REQUIRED WORK
Rewrite the listing below, starting at the line containing "Where can you see the cutlery" and ending with the final line of the listing, so that "weathered" becomes "worn" and nothing else changes. Return only those lines.

MATERIAL TO PROCESS
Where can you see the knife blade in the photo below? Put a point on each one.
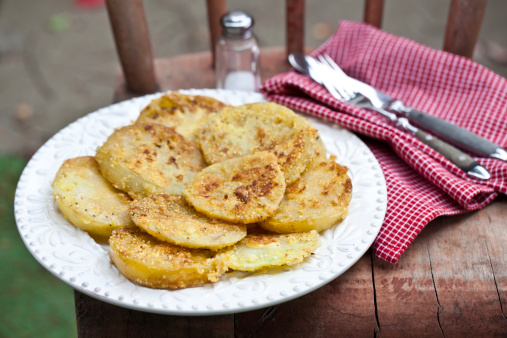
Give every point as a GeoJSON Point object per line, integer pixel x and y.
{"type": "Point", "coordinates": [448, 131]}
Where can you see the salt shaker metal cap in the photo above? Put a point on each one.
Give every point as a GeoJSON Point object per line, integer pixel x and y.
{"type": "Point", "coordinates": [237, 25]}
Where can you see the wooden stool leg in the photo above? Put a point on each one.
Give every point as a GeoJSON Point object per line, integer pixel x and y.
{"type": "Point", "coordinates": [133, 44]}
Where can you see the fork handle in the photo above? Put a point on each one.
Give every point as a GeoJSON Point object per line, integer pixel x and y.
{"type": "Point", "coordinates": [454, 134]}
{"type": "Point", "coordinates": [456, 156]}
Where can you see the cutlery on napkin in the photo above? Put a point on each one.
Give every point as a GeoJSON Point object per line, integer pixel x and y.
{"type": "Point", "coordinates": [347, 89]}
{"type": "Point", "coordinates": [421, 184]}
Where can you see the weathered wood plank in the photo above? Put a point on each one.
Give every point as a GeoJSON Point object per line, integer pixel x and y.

ANSWER TO THIS TASK
Where can you see the cutlery on napkin in the photo above? Put a point on each one.
Give every point as a GeoJSON Point object per line, integer pixel x and y.
{"type": "Point", "coordinates": [347, 89]}
{"type": "Point", "coordinates": [421, 184]}
Where can you see the worn wood plank in the photo above? Put a point on each one.
Give every point as a GeoJSON Point object per line, integer pixel x and y.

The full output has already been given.